▶ [GOAL OF THE EXERCISE]
Every record that follows should be output exactly as it is given.

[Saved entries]
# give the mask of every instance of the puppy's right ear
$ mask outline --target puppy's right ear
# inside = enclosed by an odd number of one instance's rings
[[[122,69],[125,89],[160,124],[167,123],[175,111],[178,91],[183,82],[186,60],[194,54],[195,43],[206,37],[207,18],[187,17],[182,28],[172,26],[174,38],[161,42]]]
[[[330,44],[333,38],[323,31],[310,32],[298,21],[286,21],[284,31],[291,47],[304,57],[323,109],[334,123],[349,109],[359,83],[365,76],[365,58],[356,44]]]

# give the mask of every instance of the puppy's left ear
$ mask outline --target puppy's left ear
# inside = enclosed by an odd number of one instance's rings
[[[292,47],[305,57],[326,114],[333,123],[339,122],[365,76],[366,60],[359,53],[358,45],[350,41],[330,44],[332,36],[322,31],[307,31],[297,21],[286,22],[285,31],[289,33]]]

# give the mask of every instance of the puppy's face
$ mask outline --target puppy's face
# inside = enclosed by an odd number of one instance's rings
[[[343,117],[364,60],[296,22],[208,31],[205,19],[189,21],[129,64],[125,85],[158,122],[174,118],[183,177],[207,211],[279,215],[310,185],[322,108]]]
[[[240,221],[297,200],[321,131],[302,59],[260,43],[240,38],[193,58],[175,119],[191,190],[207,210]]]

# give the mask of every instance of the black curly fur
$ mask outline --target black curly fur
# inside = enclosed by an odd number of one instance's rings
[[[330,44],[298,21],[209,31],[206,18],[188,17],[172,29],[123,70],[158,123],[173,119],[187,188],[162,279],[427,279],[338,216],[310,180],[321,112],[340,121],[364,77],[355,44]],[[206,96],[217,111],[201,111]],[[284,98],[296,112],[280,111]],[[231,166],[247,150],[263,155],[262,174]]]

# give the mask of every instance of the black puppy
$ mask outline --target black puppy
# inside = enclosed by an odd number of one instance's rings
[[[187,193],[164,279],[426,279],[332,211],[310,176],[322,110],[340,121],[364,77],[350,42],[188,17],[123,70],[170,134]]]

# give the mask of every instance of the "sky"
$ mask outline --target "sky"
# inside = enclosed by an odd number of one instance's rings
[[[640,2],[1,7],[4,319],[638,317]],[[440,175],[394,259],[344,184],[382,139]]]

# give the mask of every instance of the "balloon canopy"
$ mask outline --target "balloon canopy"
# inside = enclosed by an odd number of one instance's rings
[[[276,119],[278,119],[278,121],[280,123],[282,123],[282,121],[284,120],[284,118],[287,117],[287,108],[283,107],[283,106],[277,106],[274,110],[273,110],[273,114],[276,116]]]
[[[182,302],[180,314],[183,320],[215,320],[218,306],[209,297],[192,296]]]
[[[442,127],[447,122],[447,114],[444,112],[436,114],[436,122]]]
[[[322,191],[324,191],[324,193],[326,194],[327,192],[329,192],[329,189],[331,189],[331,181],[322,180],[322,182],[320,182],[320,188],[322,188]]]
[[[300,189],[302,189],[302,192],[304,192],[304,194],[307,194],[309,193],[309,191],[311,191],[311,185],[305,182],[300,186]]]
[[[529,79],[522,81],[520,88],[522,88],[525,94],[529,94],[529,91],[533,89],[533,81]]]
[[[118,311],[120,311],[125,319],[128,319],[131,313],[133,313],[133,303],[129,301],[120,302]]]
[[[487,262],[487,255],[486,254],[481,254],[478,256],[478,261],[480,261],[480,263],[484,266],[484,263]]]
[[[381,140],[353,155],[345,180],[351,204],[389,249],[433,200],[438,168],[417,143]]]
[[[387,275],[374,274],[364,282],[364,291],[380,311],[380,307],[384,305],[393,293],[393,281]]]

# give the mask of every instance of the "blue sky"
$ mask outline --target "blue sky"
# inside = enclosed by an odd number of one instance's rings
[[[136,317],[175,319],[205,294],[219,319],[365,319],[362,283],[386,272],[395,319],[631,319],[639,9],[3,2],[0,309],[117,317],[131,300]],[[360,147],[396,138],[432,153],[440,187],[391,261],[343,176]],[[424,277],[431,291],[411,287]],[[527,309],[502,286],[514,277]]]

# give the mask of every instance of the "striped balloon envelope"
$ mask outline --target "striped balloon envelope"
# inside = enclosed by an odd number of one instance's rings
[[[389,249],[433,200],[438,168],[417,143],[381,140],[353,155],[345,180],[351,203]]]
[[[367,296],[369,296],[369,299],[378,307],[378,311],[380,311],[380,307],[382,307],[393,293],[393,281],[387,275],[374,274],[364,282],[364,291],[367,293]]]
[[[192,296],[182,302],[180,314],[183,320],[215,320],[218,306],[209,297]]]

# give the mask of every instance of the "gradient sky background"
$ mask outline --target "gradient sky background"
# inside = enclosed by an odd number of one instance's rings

▶ [OUTPUT FOR THIS EXERCISE]
# give the mask of every instance of the puppy's right ear
$ mask outline --target puppy's right ear
# inside = enclosed by an odd number of one instance's rings
[[[122,69],[125,89],[160,124],[167,123],[175,111],[178,91],[183,82],[186,60],[194,54],[195,43],[206,37],[207,18],[187,17],[182,28],[172,26],[174,38],[161,42]]]
[[[330,44],[333,38],[323,31],[310,32],[298,21],[286,21],[284,31],[291,47],[304,57],[323,109],[334,123],[349,109],[359,83],[365,76],[365,58],[356,44]]]

# give the mask of every instance of the puppy's left ear
$ mask outline --target puppy's left ear
# inside = enclosed by an odd number of one instance's rings
[[[292,47],[305,57],[326,114],[333,123],[339,122],[365,76],[366,60],[359,53],[358,45],[350,41],[330,44],[332,36],[322,31],[307,31],[297,21],[286,22],[285,31],[289,33]]]

# give the mask of every instance of the puppy's face
$ mask outline --target puppy's face
# inside = enclosed by an odd number of one instance's rings
[[[343,117],[364,60],[296,22],[208,31],[205,19],[189,21],[129,64],[125,85],[158,122],[174,118],[183,177],[207,211],[279,215],[310,185],[322,108]]]
[[[240,221],[297,200],[321,131],[302,59],[260,43],[240,38],[193,58],[175,119],[191,190],[207,210]]]

# give the mask of every instance of the black curly fur
$ mask outline --target black curly fur
# inside = enclosed by an odd number of one instance's rings
[[[330,44],[298,21],[209,31],[206,18],[188,17],[172,29],[123,70],[158,123],[173,119],[187,188],[162,279],[427,279],[338,216],[310,180],[321,112],[340,121],[364,77],[355,44]],[[206,96],[217,111],[201,111]],[[284,98],[296,112],[280,111]],[[231,166],[247,150],[263,155],[262,174]]]

# give the mask of every instance of the black puppy
$ mask outline --target black puppy
# inside = enclosed by an odd number of one instance's rings
[[[187,193],[164,279],[426,279],[332,211],[310,176],[322,110],[340,121],[364,77],[350,42],[188,17],[123,70],[170,134]]]

# give the mask of every instance of the "sky"
$ mask outline --target "sky"
# inside = enclosed by an odd number of one instance's rings
[[[640,2],[1,7],[4,319],[638,317]],[[440,175],[394,259],[344,184],[382,139]]]

# give the mask of every instance of the "balloon canopy"
$ mask outline --target "balloon canopy"
# inside = enclosed by an odd number of one instance's rings
[[[276,119],[278,119],[278,121],[280,123],[282,123],[282,121],[284,120],[284,118],[287,117],[287,108],[283,107],[283,106],[277,106],[274,110],[273,110],[273,114],[276,116]]]
[[[182,302],[180,314],[183,320],[215,320],[218,306],[209,297],[192,296]]]
[[[442,127],[447,122],[447,114],[444,112],[436,114],[436,122]]]
[[[322,191],[324,191],[324,193],[326,194],[327,192],[329,192],[329,189],[331,189],[331,181],[322,180],[322,182],[320,182],[320,188],[322,188]]]
[[[300,189],[302,189],[302,192],[304,192],[304,194],[307,194],[309,193],[309,191],[311,191],[311,185],[305,182],[300,186]]]
[[[529,79],[522,81],[520,88],[522,88],[525,94],[529,94],[529,91],[533,89],[533,81]]]
[[[118,311],[120,311],[125,319],[128,319],[131,313],[133,313],[133,303],[129,301],[120,302]]]
[[[487,262],[487,255],[486,254],[481,254],[478,256],[478,261],[480,261],[480,263],[484,266],[484,263]]]
[[[381,140],[353,155],[345,180],[351,204],[389,249],[433,200],[438,168],[417,143]]]
[[[387,275],[374,274],[364,282],[364,291],[380,311],[380,307],[384,305],[393,293],[393,281]]]

# give the mask of every instance of the "blue sky"
$ mask outline --target "blue sky"
# inside = enclosed by an odd number of one instance's rings
[[[136,317],[175,319],[205,294],[219,319],[365,319],[362,283],[386,272],[395,319],[631,319],[639,9],[3,2],[0,309],[117,317],[131,300]],[[360,147],[396,138],[432,153],[440,187],[391,261],[343,176]],[[424,277],[431,291],[411,287]],[[527,309],[502,286],[514,277]]]

# give the mask of every instance of the "striped balloon envelope"
$ mask outline --target "striped balloon envelope"
# inside = enclosed by an odd number of one instance's rings
[[[389,249],[433,200],[438,168],[417,143],[381,140],[353,155],[345,180],[351,203]]]
[[[367,296],[369,296],[369,299],[378,307],[378,311],[380,311],[380,307],[382,307],[393,293],[393,281],[387,275],[374,274],[364,282],[364,291],[367,293]]]
[[[192,296],[182,302],[180,314],[183,320],[215,320],[218,306],[209,297]]]

# give the mask of every instance of the "gradient sky background"
$ mask outline --target "gradient sky background"
# inside = enclosed by an odd number of one instance's rings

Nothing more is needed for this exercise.